**DIRECTIONS:**
Recast every line of the records below as a numbered list, leaving out any blank lines.

** BEGIN **

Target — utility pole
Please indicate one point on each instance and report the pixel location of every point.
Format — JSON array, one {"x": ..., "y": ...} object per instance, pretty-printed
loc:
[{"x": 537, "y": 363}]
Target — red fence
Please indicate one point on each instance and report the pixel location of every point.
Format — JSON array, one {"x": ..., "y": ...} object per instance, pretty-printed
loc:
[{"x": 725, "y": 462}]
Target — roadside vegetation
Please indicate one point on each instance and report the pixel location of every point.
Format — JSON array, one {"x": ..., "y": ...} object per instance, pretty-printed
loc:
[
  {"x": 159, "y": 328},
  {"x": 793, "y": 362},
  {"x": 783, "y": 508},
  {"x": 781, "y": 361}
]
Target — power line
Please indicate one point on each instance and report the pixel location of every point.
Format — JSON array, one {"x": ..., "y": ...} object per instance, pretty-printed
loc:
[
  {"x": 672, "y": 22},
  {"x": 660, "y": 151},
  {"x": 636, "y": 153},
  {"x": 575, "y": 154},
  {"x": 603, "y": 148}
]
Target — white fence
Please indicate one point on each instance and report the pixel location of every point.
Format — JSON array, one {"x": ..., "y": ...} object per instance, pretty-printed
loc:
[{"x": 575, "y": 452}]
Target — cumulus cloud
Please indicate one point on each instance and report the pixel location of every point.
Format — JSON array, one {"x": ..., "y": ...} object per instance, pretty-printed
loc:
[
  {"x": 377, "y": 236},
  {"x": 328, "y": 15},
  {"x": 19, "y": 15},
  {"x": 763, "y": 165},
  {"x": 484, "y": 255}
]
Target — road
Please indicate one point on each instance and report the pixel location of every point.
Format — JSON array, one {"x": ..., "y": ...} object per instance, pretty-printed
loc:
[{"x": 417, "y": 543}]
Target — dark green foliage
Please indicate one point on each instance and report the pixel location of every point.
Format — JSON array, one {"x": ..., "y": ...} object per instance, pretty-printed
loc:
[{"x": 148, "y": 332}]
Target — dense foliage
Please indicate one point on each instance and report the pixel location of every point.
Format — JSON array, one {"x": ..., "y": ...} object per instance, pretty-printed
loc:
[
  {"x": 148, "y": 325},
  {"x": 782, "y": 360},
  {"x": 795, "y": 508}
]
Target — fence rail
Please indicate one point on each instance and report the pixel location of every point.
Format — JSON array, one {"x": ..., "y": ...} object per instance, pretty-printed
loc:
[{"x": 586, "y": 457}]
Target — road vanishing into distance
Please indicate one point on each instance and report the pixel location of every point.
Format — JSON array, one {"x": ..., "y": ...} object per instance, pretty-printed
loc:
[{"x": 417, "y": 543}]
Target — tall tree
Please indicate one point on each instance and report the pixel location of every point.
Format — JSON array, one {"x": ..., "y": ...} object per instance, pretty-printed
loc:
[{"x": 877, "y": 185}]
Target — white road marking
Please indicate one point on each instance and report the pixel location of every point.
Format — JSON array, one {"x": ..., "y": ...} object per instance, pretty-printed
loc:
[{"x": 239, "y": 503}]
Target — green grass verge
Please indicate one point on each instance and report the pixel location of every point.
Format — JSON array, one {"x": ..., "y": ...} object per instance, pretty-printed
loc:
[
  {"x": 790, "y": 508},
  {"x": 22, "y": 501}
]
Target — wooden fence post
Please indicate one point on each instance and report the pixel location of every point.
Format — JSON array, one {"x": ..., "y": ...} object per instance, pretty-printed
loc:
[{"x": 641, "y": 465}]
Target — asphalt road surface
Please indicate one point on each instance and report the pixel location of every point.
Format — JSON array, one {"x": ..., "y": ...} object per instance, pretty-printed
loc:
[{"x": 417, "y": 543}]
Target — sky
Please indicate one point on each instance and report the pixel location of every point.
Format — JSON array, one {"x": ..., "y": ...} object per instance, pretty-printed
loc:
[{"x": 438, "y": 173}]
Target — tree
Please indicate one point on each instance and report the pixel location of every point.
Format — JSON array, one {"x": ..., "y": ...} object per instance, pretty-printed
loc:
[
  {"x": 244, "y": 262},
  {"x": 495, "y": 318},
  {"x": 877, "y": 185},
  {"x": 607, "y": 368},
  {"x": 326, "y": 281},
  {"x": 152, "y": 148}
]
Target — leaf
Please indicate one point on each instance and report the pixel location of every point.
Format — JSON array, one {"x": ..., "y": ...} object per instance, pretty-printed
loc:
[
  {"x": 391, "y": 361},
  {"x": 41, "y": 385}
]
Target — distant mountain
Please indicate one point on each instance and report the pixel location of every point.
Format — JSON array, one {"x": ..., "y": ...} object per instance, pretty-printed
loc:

** END **

**RESULT:**
1. Target — utility pole
2. Please indicate one point on each instance and report the pixel location of every point.
3. Format — JSON array, one {"x": ..., "y": ...} object per instance, pretty-printed
4. loc:
5. [{"x": 537, "y": 363}]
6. Target — red fence
7. Please indicate one point on each instance and report the pixel location of every point.
8. Format — JSON array, one {"x": ..., "y": ...} object per instance, pretty-printed
9. loc:
10. [{"x": 725, "y": 462}]
11. Target — roadside vegetation
12. Please indicate one point on each instance and report the pixel location of every point.
13. Format — JSON array, one {"x": ..., "y": ...} object per instance, pretty-printed
14. loc:
15. [
16.   {"x": 159, "y": 328},
17.   {"x": 793, "y": 362},
18.   {"x": 783, "y": 508},
19.   {"x": 781, "y": 361}
20. ]
21. Target — power line
22. Please indicate one point on each instance and report the pixel location of every point.
23. Format — JSON array, one {"x": ..., "y": ...} object per instance, pretty-printed
24. loc:
25. [
26.   {"x": 672, "y": 22},
27.   {"x": 660, "y": 151},
28.   {"x": 636, "y": 153},
29.   {"x": 575, "y": 154},
30.   {"x": 603, "y": 148}
31. ]
32. Target — white fence
33. Please indicate one point on each instance and report the pixel location of every point.
34. Format — JSON array, one {"x": ..., "y": ...} object per instance, pretty-printed
35. loc:
36. [{"x": 575, "y": 452}]
37. Target — cumulus cloud
38. Please indicate one point on each instance and report the pixel location of every point.
39. Format — JSON array, one {"x": ..., "y": ...} object per instance, pretty-printed
40. loc:
41. [
42.   {"x": 377, "y": 236},
43.   {"x": 328, "y": 15},
44.   {"x": 19, "y": 15},
45.   {"x": 763, "y": 165},
46.   {"x": 484, "y": 255}
47. ]
48. Target — road
49. Please indicate one point on each instance and report the pixel location of every point.
50. Format — JSON array, one {"x": ..., "y": ...} object per instance, pretty-printed
51. loc:
52. [{"x": 417, "y": 543}]
53. Target — dark green foliage
54. Please indicate one point on each instance and report the pixel location of every point.
55. Format — JSON array, one {"x": ..., "y": ...} object per instance, pretty-printed
56. loc:
57. [{"x": 148, "y": 332}]
58. Target — dense foliage
59. Please indicate one point on each instance and report the pixel location of every point.
60. Format — JSON array, one {"x": ..., "y": ...} object per instance, pretty-printed
61. loc:
62. [
63.   {"x": 148, "y": 325},
64.   {"x": 782, "y": 360},
65.   {"x": 795, "y": 508}
66. ]
67. Target — fence rail
68. Please indicate one point on each instance and report the pixel location of every point.
69. Format — JSON array, one {"x": ..., "y": ...} object per instance, pretty-printed
70. loc:
71. [{"x": 586, "y": 457}]
72. Target — road vanishing into distance
73. Please indicate one point on each instance and report the pixel location of every point.
74. Format — JSON array, one {"x": ..., "y": ...} object per instance, pretty-printed
75. loc:
76. [{"x": 417, "y": 543}]
77. Target — tall tree
78. Please indicate one point on each instance and report the pixel location of every point.
79. Format — JSON array, one {"x": ..., "y": ...} object per instance, pretty-printed
80. loc:
81. [{"x": 877, "y": 185}]
82. Target — white road marking
83. Please indicate one point on each instance and report the pixel location of every point.
84. Format — JSON array, one {"x": ..., "y": ...} object per instance, pretty-printed
85. loc:
86. [{"x": 239, "y": 503}]
87. Target — green grass verge
88. Please indicate one point on each instance and report the pixel location of every point.
89. Format — JSON array, one {"x": ..., "y": ...} object per instance, pretty-printed
90. loc:
91. [
92.   {"x": 790, "y": 508},
93.   {"x": 22, "y": 501}
94. ]
95. Target — wooden fence post
96. Please indicate one point on each instance and report the pixel location of every point.
97. Format — JSON array, one {"x": ..., "y": ...} object per instance, pretty-printed
98. loc:
99. [{"x": 641, "y": 465}]
100. Target — asphalt road surface
101. Please indicate one point on each instance and report the pixel location of every point.
102. Format — JSON array, one {"x": ..., "y": ...} object per instance, pretty-printed
103. loc:
104. [{"x": 417, "y": 543}]
105. Target — sky
106. Please indicate one point on each instance and report the pixel location of every point.
107. Format — JSON array, one {"x": ..., "y": ...} object per instance, pretty-printed
108. loc:
109. [{"x": 438, "y": 173}]
110. Target — tree
111. Please indicate one point on each instance and report the pixel location of every point.
112. Format — JSON array, one {"x": ..., "y": ...} object per instance, pretty-printed
113. loc:
114. [
115.   {"x": 244, "y": 262},
116.   {"x": 495, "y": 318},
117.   {"x": 877, "y": 185},
118.   {"x": 607, "y": 368},
119.   {"x": 326, "y": 281},
120.   {"x": 152, "y": 148}
121. ]
122. Target — leaf
123. Please indicate one point on each instance and report the pixel location of every point.
124. Format — JSON array, one {"x": ..., "y": ...} object per instance, pretty-printed
125. loc:
126. [
127.   {"x": 391, "y": 361},
128.   {"x": 41, "y": 385}
129. ]
130. Target — distant mountain
131. Please indicate one point on each instance and report the pixel location of every point.
132. Format — JSON array, one {"x": ..., "y": ...} object per instance, pretty-printed
133. loc:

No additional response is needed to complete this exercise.